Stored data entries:

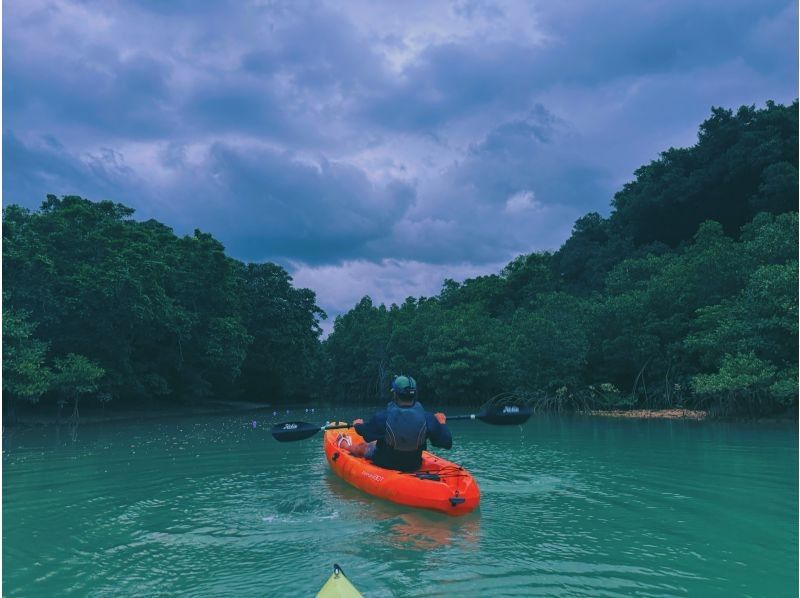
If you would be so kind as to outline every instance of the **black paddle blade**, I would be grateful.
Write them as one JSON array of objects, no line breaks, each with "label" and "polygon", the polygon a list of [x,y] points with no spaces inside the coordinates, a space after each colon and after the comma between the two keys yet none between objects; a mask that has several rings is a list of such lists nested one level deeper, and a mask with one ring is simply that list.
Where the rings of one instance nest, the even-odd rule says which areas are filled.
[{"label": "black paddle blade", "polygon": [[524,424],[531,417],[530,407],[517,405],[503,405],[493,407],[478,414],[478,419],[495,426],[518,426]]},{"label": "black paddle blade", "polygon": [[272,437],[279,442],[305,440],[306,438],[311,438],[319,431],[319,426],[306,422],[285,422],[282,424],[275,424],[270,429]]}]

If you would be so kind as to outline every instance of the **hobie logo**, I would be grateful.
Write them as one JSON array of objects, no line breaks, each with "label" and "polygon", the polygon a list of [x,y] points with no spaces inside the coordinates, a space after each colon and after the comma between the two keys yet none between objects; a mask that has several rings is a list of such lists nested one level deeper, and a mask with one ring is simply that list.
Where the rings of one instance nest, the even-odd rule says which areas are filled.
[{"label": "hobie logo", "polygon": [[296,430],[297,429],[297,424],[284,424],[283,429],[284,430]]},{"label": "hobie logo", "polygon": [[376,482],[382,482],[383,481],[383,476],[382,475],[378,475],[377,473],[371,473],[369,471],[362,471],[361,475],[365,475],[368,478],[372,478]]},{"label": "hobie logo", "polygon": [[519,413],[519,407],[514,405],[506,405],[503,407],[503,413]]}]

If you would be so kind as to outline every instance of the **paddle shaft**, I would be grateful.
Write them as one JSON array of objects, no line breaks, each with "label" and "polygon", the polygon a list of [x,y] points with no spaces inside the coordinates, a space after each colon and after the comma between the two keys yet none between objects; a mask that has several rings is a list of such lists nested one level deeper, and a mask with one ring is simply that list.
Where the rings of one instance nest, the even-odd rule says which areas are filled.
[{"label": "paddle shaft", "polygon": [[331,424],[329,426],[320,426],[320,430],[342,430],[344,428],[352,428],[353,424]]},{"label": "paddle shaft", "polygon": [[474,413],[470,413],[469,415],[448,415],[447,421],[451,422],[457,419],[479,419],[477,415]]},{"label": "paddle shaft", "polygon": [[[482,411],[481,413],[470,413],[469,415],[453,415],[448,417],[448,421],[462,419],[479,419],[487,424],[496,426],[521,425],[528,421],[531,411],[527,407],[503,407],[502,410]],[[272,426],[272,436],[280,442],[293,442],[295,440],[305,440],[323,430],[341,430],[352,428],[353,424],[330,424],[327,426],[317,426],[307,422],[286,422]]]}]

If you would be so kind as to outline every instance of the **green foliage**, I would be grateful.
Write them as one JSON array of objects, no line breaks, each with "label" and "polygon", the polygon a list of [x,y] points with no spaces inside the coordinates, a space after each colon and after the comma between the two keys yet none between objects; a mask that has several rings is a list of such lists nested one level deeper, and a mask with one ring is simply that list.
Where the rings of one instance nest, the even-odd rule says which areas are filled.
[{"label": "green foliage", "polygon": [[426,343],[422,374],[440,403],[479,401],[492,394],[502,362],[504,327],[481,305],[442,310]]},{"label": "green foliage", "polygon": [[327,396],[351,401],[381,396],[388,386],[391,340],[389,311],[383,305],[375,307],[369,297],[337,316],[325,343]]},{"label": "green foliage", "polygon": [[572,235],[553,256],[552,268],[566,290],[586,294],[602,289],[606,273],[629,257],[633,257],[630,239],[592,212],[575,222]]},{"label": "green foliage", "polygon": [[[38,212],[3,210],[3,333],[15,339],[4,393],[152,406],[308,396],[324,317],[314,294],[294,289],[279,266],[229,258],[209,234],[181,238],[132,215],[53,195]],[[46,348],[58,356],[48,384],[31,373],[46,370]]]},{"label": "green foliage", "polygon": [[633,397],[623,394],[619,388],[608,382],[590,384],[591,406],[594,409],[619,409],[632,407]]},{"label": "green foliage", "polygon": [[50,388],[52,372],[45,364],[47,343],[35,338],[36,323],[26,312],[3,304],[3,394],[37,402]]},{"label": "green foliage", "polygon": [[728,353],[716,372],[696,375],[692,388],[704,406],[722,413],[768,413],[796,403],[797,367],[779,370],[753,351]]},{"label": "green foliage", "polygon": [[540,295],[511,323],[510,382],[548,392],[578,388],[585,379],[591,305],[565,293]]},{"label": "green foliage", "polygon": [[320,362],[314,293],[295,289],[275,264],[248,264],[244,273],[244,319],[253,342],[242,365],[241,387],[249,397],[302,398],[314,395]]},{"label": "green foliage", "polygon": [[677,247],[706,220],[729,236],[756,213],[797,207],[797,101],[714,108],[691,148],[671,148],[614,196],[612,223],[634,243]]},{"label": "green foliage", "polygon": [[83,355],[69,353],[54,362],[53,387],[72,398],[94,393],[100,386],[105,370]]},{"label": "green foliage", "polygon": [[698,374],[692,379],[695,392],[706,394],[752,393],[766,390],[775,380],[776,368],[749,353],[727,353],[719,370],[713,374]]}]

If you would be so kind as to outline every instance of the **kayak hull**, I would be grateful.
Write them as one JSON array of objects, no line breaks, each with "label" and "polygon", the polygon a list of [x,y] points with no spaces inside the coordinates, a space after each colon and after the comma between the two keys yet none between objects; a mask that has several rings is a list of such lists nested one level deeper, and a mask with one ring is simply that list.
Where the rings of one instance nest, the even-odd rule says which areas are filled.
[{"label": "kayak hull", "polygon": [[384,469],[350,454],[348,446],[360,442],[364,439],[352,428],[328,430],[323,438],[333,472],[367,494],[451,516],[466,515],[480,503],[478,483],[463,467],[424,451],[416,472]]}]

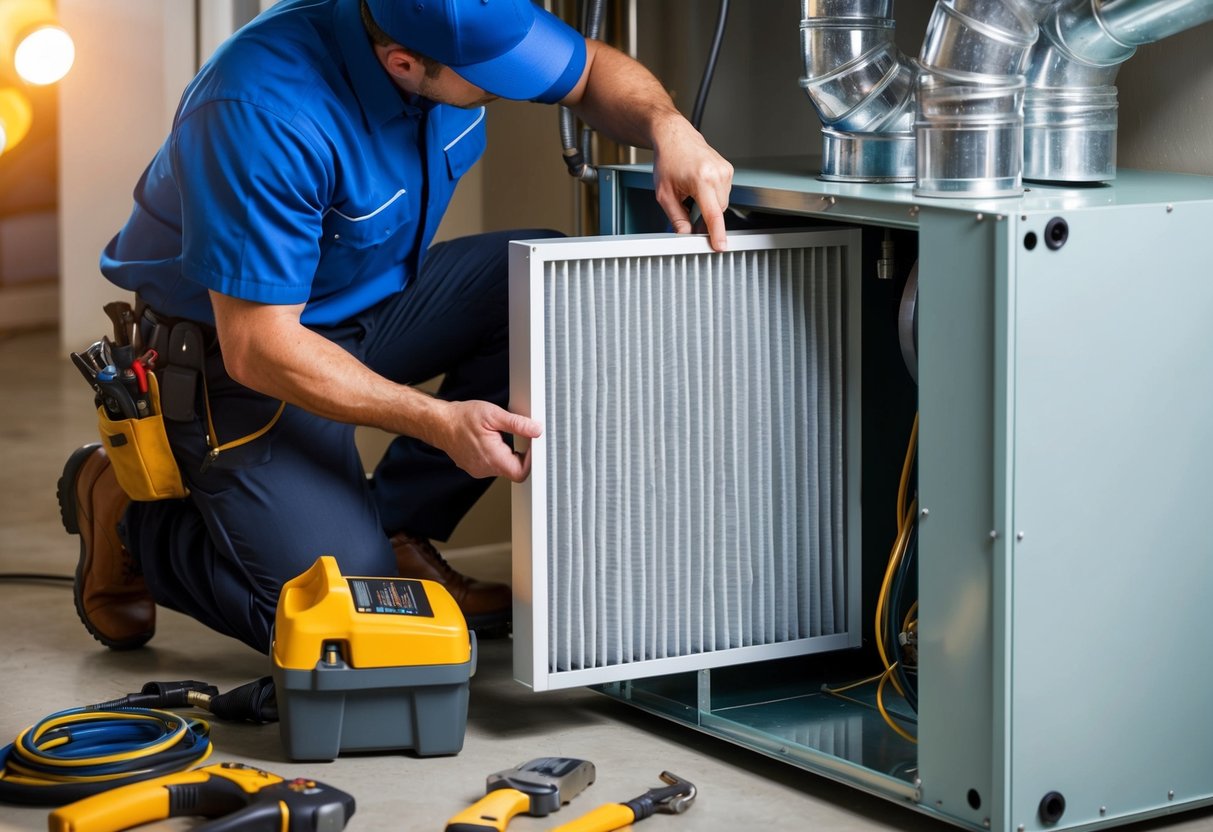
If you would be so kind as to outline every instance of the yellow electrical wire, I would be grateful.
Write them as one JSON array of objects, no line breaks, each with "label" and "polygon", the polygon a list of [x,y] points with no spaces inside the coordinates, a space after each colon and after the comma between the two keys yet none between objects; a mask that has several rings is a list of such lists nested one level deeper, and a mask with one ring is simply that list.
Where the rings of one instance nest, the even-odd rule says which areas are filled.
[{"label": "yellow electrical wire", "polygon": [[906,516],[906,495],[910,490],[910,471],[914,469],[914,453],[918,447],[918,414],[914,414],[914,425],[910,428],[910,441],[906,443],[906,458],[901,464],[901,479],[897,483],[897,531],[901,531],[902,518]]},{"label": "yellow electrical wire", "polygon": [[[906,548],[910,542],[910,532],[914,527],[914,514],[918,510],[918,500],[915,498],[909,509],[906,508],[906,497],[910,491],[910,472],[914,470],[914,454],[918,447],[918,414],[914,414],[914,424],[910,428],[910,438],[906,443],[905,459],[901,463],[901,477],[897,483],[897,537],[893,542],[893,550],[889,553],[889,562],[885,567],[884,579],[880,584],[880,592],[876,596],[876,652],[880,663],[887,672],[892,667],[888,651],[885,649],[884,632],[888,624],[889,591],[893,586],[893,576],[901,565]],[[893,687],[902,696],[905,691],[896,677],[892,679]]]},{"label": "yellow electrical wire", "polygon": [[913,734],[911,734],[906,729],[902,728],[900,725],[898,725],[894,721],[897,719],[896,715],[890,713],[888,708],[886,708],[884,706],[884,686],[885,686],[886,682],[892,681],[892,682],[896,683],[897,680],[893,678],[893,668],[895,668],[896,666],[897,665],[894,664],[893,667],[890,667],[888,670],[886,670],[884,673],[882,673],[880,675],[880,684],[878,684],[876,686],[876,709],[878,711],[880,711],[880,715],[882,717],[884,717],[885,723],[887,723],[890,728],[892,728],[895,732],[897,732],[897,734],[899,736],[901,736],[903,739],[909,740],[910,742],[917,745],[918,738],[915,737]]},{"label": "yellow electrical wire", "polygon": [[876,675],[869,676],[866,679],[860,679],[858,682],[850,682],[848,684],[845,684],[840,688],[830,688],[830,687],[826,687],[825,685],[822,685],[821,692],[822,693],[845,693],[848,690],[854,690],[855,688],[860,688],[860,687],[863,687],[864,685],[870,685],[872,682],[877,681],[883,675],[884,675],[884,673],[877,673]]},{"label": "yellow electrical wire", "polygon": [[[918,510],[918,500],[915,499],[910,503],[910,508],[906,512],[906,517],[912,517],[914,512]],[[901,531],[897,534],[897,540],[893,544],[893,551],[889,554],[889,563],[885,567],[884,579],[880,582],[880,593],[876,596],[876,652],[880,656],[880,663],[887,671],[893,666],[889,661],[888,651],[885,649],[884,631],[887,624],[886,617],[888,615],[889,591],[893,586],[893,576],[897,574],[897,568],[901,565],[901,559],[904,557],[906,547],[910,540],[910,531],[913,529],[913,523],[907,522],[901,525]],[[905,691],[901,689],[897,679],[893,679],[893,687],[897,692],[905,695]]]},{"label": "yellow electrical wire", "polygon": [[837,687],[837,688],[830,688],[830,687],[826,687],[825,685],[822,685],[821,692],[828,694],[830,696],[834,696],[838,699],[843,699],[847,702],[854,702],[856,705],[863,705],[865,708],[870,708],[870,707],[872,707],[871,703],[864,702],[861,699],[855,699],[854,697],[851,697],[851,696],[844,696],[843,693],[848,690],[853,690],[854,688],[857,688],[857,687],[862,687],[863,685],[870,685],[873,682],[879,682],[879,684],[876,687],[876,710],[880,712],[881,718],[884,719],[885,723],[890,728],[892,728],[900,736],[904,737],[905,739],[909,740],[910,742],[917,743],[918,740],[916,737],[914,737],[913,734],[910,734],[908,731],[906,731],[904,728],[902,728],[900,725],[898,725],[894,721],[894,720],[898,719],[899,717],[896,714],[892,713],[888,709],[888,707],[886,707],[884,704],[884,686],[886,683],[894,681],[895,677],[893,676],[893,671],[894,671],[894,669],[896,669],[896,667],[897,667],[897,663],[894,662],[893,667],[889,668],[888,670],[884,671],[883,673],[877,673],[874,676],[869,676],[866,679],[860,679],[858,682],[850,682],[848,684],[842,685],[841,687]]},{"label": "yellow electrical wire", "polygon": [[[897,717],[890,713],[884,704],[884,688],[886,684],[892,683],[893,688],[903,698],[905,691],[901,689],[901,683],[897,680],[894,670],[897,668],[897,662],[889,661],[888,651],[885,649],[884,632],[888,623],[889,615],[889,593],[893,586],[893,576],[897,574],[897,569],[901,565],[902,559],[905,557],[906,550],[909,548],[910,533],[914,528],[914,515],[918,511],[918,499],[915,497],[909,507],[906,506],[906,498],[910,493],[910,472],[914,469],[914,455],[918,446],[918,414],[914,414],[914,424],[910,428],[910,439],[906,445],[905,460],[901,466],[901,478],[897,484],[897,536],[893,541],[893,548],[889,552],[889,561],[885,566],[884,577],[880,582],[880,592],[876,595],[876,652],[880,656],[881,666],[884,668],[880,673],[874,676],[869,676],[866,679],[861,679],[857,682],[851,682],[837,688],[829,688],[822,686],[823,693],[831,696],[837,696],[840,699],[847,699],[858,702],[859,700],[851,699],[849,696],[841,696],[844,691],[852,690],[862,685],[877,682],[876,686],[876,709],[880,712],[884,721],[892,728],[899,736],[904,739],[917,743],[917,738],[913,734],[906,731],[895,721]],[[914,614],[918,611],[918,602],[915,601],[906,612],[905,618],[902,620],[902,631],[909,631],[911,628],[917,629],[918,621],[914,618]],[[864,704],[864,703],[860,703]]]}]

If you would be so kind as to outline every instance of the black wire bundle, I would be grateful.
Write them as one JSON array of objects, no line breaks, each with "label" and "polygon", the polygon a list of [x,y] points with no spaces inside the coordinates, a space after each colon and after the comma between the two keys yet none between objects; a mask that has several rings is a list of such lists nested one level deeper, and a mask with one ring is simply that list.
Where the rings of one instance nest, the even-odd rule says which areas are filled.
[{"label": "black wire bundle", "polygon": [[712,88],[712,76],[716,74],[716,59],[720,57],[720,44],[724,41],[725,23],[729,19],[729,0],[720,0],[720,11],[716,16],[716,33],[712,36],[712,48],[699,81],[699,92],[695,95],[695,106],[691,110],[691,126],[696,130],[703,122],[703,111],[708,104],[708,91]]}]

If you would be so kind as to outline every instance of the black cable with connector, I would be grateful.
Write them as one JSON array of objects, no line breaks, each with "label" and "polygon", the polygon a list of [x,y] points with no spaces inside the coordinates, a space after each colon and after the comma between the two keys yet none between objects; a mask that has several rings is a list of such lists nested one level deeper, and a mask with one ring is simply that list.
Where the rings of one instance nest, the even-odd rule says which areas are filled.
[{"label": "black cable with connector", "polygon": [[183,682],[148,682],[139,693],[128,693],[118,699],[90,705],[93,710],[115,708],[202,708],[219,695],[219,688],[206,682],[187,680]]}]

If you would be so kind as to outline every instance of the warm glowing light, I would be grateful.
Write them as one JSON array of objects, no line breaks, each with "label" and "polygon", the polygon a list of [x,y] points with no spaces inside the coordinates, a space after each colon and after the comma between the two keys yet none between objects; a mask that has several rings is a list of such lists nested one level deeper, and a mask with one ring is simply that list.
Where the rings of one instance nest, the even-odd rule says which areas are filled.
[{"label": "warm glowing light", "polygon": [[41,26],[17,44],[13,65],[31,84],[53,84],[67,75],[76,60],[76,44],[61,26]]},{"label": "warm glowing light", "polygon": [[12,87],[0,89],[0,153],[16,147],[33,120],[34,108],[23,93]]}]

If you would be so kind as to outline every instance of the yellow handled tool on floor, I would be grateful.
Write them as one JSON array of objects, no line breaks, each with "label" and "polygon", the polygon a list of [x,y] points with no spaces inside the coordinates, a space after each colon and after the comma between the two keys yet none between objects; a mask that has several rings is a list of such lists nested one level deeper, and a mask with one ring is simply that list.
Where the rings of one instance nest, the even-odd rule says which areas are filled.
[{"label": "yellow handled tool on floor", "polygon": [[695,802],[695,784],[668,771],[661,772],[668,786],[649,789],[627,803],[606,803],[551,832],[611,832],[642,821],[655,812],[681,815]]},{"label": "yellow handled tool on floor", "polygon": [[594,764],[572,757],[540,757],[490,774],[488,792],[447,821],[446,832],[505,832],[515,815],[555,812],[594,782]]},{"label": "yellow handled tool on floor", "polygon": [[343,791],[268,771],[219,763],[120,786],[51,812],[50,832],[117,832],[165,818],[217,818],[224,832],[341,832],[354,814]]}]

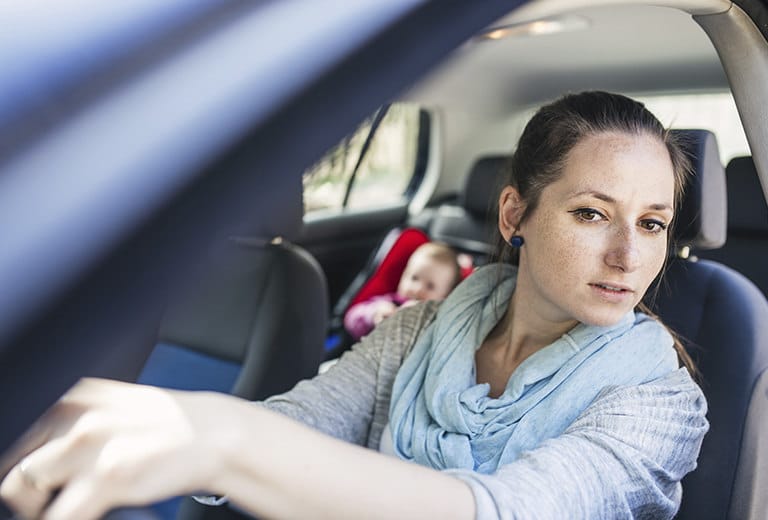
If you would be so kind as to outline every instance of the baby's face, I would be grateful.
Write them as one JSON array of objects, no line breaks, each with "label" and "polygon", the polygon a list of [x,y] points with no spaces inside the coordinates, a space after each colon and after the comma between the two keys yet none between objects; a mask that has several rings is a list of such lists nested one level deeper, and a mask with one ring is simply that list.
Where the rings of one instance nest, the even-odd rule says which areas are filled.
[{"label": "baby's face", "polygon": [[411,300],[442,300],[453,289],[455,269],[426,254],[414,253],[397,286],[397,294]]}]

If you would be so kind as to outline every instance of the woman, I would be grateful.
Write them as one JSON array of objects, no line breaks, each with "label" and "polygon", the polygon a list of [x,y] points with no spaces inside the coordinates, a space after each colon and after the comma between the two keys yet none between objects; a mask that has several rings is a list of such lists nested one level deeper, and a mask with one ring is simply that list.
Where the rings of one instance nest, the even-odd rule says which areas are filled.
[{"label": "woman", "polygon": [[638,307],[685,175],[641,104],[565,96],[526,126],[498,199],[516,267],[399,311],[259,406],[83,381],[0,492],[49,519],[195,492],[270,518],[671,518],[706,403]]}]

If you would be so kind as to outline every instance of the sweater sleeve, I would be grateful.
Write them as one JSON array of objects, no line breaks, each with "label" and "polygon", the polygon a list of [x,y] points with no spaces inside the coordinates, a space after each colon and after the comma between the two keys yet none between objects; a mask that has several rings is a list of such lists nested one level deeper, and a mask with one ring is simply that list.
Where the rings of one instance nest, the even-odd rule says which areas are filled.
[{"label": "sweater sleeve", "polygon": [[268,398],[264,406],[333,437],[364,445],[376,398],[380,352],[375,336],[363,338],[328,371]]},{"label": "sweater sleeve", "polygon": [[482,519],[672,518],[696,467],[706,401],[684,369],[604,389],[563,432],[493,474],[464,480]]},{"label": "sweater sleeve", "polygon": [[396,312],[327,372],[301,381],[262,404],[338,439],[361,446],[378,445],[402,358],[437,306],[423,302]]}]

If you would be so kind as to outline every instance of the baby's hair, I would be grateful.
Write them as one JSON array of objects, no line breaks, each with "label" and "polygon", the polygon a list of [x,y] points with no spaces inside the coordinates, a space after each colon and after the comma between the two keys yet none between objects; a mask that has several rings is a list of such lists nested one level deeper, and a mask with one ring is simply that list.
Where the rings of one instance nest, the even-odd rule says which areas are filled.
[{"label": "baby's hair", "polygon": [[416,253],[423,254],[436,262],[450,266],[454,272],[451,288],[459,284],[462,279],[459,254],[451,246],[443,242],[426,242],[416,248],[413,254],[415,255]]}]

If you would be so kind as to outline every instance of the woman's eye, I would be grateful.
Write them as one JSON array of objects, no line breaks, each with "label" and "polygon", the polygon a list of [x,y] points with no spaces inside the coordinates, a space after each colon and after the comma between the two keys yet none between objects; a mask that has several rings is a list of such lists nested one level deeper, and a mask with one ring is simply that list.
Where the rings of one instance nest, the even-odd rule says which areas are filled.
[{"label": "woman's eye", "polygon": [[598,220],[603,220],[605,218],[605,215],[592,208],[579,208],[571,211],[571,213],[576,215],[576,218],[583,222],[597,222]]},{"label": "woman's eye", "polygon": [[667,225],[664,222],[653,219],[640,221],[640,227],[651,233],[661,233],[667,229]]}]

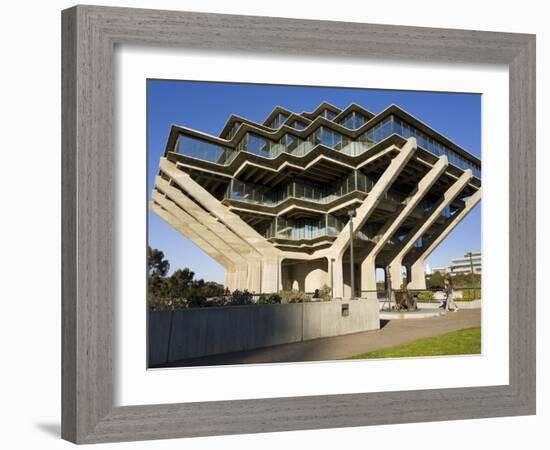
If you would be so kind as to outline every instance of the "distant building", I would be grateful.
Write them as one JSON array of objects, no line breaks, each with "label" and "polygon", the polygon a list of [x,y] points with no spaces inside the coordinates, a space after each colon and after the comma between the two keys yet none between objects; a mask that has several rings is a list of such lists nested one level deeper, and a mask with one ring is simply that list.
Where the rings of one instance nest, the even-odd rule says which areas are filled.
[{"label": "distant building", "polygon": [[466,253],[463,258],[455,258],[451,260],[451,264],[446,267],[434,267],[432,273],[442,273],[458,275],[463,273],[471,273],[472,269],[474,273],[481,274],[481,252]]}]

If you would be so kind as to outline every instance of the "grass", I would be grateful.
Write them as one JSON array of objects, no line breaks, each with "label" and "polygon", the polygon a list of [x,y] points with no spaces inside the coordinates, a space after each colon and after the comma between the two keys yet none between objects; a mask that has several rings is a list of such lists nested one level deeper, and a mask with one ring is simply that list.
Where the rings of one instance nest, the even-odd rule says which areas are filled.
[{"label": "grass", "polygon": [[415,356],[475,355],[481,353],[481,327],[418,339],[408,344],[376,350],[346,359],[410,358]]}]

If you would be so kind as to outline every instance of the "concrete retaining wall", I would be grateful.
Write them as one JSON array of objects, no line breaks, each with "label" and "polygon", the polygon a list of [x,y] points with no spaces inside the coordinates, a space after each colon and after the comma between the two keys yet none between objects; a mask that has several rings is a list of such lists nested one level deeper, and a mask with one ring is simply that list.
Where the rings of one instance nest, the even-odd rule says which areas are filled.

### Prompt
Your task is to copy only the lines above starting at the one containing "light, I would be grateful." and ending at the one containing "face, I would be grateful.". Copy them exactly, both ends included, and omit the pictures.

### Solution to this problem
If you would be so kind as to outline every instance of the warm glowing light, I would be grateful.
Write them as one JSON array of objects, no line breaks, each with "label" and "polygon", the polygon a list of [x,y] points with no spaces inside the coordinates, a space after each colon and after the comma between the two keys yet none between objects; a mask that has several rings is a list of such lists nested one level deeper, and a mask with one ring is simply that list.
Where the rings of one instance nest, the even-odd rule says which areas are filled.
[{"label": "warm glowing light", "polygon": [[41,26],[17,44],[13,65],[31,84],[53,84],[67,75],[76,60],[76,44],[61,26]]},{"label": "warm glowing light", "polygon": [[12,87],[0,89],[0,153],[16,147],[33,120],[34,108],[23,93]]}]

If you would be so kind as to outline every instance of the yellow handled tool on floor, I would be grateful.
Write them as one JSON array of objects, no line breaks, each with "label" and "polygon", the polygon a list of [x,y] points with no spaces inside the coordinates, a space after each colon and after the comma between the two keys yet none between objects; a mask that has several rings is a list of such lists nested one level deeper, and a mask with one ring is simply that list.
Where the rings of one instance nest, the even-odd rule says which areas are filled.
[{"label": "yellow handled tool on floor", "polygon": [[695,802],[695,784],[668,771],[661,772],[668,786],[649,789],[627,803],[606,803],[551,832],[611,832],[642,821],[655,812],[681,815]]},{"label": "yellow handled tool on floor", "polygon": [[594,764],[572,757],[540,757],[490,774],[488,792],[447,821],[446,832],[505,832],[515,815],[555,812],[594,782]]},{"label": "yellow handled tool on floor", "polygon": [[343,791],[268,771],[219,763],[120,786],[51,812],[50,832],[117,832],[165,818],[217,818],[224,832],[341,832],[354,814]]}]

If you would be so kind as to outline every instance of the baby's face, I would be grateful.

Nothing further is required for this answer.